*** 8 Rules For Creating A Passionate
Work Culture ***
PAUL ALOFS :-
Several years ago I was in the Thomson Building in
Toronto. I went down the hall to the small kitchen to get myself a cup of
coffee. Ken
Thomson was there, making himself some instant soup. At the
time, he was the ninth-richest man in the world, worth approximately $19.6
billion. Enough, certainly, to afford a nice lunch. I looked at the soup he was
stirring. “It suits me just fine,” he said, smiling.
Thomson understood value. Neighbors reported seeing him
leave his local grocery store with jumbo packages of tissues that were on sale.
He bought off-the-rack suits and had his old shoes resoled. Yet he had no
difficulty paying almost $76 million for a painting (for Peter Paul Rubens’s Massacre of the Innocents, in 2002). He sought
value, whether it was in business, art, or groceries.
In 1976, Thomson inherited a $500-million business empire
that was built on newspapers, publishing, travel agencies, and oil. By the time
he died, in 2006, his empire had grown to $25 billion.
He left both a financial legacy and an art legacy, but his
most lasting legacy might be the culture he created. Geoffrey Beattie, who
worked closely with him, said that Ken wasn’t a business genius. His success
came from being a principled investor and from surrounding himself with good
people and staying loyal to them. In return he earned their loyalty.
For the long-term viability of any enterprise, Thomson
understood that you needed a viable corporate culture. It, too, had to be
long-term. So he cultivated good people and kept them. Thomson worked with
honest and competent business managers and gave them his long-term commitment
and support. From these modest principles, an empire grew.
Thomson created a culture that extended out from him and has
lived after him. Here are eight rules for creating the right conditions
for a culture that reflects your creed:
1. Hire the right people
Hire for passion and commitment first, experience second,
and credentials third. There is no shortage of impressive CVs out there, but
you should try to find people who are interested in the same things you are.
* * * * * * * * *
Work to do:
a: Answer these questions from the article on creating a passionate work culture, one answer per line, marked the same way:
(i) What was Ken Thomson making in the kitchen?
(ii) In what year did Thomson inherit his business empire, and what was it worth then?
(iii) Under the first rule, what should come first when hiring?
b: Translate this sentence from the work-culture article into Spanish: "He sought value, whether it was in business, art, or groceries."
c: Pick up the article on creating a passionate work culture after its last sentence and continue it for a paragraph or two.

Given information:
* * * * * * * * *
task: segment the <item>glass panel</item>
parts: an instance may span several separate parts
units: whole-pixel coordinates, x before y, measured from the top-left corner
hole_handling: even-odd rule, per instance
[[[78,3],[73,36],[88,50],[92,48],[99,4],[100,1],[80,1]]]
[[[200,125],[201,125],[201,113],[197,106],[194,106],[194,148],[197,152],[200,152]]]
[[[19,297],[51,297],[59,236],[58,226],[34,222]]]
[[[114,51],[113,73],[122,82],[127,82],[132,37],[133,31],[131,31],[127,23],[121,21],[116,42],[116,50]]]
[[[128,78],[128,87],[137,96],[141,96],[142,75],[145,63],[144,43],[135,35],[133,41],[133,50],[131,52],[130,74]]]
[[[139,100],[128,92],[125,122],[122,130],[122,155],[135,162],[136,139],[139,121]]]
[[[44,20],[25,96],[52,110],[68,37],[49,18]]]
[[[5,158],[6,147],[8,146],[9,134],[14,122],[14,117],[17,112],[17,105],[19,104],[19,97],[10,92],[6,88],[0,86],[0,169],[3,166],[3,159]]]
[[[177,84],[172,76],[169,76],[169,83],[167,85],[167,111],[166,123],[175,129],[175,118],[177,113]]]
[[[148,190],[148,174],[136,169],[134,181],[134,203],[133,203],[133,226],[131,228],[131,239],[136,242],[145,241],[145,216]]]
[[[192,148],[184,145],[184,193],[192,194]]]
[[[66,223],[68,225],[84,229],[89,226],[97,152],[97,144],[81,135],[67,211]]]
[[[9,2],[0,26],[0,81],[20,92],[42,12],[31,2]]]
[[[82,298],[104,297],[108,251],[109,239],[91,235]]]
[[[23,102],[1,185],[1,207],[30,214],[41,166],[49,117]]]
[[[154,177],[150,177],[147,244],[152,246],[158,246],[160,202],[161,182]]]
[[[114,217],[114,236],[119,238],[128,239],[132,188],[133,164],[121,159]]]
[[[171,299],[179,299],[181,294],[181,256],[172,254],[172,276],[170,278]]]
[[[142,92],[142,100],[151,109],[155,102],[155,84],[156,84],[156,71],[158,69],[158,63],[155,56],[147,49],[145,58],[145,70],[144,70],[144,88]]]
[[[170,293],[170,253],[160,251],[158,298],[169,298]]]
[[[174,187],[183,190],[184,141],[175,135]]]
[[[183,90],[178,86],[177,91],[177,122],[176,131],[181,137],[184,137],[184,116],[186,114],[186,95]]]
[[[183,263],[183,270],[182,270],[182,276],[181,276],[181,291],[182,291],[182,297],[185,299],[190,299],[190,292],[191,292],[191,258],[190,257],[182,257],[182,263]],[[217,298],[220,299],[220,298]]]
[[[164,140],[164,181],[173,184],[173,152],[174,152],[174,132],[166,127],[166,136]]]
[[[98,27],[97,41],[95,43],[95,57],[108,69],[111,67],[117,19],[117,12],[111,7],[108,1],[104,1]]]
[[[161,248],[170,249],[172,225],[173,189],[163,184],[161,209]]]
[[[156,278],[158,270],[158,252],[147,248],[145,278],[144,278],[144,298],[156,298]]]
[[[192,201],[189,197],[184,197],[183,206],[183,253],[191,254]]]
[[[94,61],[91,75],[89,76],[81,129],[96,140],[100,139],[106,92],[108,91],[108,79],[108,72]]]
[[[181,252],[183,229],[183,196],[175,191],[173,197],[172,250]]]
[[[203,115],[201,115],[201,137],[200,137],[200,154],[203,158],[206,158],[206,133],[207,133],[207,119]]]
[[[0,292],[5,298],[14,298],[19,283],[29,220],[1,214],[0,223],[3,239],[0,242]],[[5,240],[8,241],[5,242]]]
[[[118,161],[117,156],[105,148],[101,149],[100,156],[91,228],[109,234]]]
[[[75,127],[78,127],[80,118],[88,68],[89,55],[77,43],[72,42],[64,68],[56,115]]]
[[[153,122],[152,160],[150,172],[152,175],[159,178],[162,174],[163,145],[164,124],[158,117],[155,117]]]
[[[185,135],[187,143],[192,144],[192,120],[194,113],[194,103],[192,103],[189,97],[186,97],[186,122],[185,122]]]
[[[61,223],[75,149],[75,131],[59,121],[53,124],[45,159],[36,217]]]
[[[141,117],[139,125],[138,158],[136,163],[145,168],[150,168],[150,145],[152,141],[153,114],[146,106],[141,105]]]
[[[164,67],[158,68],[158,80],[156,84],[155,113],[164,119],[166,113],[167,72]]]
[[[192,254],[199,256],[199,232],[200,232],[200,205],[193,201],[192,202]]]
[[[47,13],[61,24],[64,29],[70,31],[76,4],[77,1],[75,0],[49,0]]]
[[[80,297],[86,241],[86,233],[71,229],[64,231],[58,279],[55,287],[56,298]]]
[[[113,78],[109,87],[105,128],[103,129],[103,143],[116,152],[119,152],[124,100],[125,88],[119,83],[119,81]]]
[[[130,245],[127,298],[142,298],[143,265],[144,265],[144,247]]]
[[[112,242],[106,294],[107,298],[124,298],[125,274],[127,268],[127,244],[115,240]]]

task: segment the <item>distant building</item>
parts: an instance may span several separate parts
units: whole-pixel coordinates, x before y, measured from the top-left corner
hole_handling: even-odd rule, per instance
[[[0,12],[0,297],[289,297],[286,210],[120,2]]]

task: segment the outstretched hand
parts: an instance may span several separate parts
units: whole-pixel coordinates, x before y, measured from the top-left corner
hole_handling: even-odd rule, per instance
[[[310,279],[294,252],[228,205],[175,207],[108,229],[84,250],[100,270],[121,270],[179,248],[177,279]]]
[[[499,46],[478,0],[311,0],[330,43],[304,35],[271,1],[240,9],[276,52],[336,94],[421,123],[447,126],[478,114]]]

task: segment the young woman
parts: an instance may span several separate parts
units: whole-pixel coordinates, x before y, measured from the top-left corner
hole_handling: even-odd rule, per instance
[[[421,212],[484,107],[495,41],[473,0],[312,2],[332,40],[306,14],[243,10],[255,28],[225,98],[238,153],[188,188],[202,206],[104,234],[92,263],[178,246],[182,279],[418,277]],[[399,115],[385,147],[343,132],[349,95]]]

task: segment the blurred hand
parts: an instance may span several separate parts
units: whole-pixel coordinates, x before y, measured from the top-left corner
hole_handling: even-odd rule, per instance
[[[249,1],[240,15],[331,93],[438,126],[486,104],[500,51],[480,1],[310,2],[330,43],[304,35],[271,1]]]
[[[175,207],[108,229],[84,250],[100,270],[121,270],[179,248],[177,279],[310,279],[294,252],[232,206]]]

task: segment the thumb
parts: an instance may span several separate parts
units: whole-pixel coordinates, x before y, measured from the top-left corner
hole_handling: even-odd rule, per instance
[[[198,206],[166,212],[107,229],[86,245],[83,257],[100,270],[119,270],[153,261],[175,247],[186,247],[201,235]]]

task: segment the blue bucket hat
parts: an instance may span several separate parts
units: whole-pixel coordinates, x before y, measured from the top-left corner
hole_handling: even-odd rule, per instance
* * * * * * * * *
Answers to the exercise:
a:
(i) Instant soup.
(ii) 1976; it was worth $500 million.
(iii) Passion and commitment.

b: Buscaba el valor, ya fuera en los negocios, en el arte o en los comestibles.

c:
You don’t want to be simply a stepping stone on an employee’s journey toward
his or her own (very different) passion. Asking the right questions is key:
What do you love about your chosen career? What inspires you? What courses in
school did you dread? You want to get a sense of what the potential employee
believes.
2. Communicate.
Once you have the right people, you need to sit down
regularly with them and discuss what is going well and what isn’t. It’s
critical to take note of your victories, but it’s just as important to analyze
your losses. A fertile culture is one that recognizes when things don’t work
and adjusts to rectify the problem. As well, people need to feel safe and
trusted, to understand that they can speak freely without fear of repercussion.
The art of communication tends to put the stress on talking,
but listening is equally important. Great cultures grow around people who
listen, not just to each other or to their clients and stakeholders. It’s also
important to listen to what’s happening outside your walls. What is the market
saying? What is the zeitgeist? What developments, trends, and calamities are
going on ?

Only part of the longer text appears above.